Task directions: Copy all of the material below word for word, keeping every line in its original order.

Task data:

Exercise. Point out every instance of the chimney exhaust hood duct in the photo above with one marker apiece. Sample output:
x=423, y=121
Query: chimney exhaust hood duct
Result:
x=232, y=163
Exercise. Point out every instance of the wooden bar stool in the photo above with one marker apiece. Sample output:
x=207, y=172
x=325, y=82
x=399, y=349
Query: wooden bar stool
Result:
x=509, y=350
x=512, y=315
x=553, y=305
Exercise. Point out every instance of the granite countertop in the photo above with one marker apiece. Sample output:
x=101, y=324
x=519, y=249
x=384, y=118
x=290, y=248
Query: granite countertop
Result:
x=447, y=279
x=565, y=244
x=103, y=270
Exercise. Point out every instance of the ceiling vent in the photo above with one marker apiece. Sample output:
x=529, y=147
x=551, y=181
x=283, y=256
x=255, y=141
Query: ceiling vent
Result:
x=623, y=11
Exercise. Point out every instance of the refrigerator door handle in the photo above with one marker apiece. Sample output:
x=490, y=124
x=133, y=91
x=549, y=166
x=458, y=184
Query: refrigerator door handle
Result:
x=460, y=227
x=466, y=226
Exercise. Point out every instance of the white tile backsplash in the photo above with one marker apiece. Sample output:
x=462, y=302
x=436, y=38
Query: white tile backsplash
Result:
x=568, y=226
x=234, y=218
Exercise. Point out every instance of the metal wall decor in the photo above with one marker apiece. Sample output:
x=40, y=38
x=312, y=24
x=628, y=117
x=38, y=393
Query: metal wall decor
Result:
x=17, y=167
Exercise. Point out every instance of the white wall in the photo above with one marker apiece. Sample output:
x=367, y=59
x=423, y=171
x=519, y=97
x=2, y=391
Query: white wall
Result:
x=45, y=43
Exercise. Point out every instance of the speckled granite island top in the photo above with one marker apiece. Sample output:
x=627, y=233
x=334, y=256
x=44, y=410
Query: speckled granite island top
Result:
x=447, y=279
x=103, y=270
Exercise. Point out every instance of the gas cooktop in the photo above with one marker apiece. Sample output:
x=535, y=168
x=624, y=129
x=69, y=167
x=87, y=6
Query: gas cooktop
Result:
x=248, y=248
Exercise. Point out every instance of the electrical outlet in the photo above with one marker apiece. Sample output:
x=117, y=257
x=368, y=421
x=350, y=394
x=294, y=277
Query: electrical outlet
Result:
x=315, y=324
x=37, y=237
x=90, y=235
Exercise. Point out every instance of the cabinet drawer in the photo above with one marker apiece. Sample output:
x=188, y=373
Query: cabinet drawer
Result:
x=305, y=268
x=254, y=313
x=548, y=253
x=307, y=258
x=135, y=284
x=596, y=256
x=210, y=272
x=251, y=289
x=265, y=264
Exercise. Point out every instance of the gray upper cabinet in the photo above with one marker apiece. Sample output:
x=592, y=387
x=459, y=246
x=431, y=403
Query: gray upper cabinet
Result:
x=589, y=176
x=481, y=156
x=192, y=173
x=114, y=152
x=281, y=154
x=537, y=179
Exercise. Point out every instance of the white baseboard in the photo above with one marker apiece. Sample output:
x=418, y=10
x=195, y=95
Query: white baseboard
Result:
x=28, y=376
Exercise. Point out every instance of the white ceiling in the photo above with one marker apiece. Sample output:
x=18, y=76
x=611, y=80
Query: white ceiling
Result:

Correct result:
Exercise. Point out every instance of the chimney exhaust hood duct in the photo above with one marker apiece. Sample output:
x=423, y=121
Query: chimney exhaust hood duct
Result:
x=232, y=163
Exercise. Point out every instance of the wooden bar stool in the photo above with one marker apiece. Sample output:
x=207, y=172
x=325, y=82
x=399, y=349
Query: wooden bar stool
Result:
x=509, y=350
x=512, y=315
x=553, y=305
Exercise. Point out every instance of the granite countertop in the photo above with one marker apiece. Sample output:
x=101, y=324
x=519, y=249
x=384, y=118
x=290, y=248
Query: granite countertop
Result:
x=447, y=279
x=565, y=244
x=103, y=270
Exercise. Point out every instance of the ceiling vent in the photo above with one marker apiece. Sample output:
x=529, y=147
x=551, y=181
x=283, y=256
x=255, y=141
Query: ceiling vent
Result:
x=623, y=11
Exercise. Point out every instance of the refrigerator door handle in the photo above with one marker apiece. Sample output:
x=490, y=124
x=133, y=91
x=549, y=166
x=458, y=184
Query: refrigerator door handle
Result:
x=460, y=227
x=466, y=226
Exercise. Point out every instance of the white tile backsplash in the photo above with one marker apiece. Sample output:
x=462, y=302
x=436, y=38
Query: white tile backsplash
Result:
x=568, y=226
x=234, y=218
Exercise. Point out every instance of the metal wall decor in the photo above with one marker apiece. Sample output:
x=40, y=38
x=312, y=24
x=628, y=117
x=38, y=393
Query: metal wall decor
Result:
x=17, y=167
Exercise. Point out every instance of the white wall in the photo above with one marker apiece. Sample output:
x=367, y=59
x=423, y=171
x=519, y=97
x=2, y=391
Query: white wall
Result:
x=45, y=43
Exercise. Point out every instance of the speckled granite island top in the photo above with one marker apiece. Sample output:
x=627, y=233
x=334, y=256
x=44, y=410
Query: speckled granite island top
Result:
x=447, y=279
x=103, y=270
Exercise. Point out every instance of the gas cooktop in the photo above with one marker apiece. Sample output:
x=535, y=168
x=624, y=129
x=69, y=167
x=87, y=6
Query: gas cooktop
Result:
x=248, y=248
Exercise. Point out every instance of the electrical outlet in the photo above with one marker apiece. Sample output:
x=117, y=257
x=368, y=421
x=350, y=394
x=294, y=277
Query: electrical outlet
Result:
x=315, y=324
x=37, y=237
x=90, y=235
Exercise. Point out every instance of the cabinet drawer in the photo above with one marker apiece. Sample output:
x=188, y=373
Query: cabinet drawer
Result:
x=305, y=268
x=254, y=313
x=548, y=253
x=307, y=258
x=135, y=284
x=596, y=256
x=210, y=272
x=251, y=289
x=265, y=264
Exercise. Point out every instance of the gray upper cabinet in the photo above with one marker apiece. Sample output:
x=592, y=387
x=459, y=246
x=431, y=403
Query: gray upper cabinet
Result:
x=589, y=176
x=481, y=156
x=192, y=173
x=114, y=152
x=281, y=154
x=537, y=179
Exercise. Point out every instance of the white baseboard in the photo above with one marker apiece. Sample output:
x=418, y=10
x=195, y=95
Query: white baseboard
Result:
x=28, y=376
Exercise. Point out every instance of the white ceiling in the photo above with one marker apiece. Sample output:
x=18, y=76
x=611, y=80
Query: white ceiling
Result:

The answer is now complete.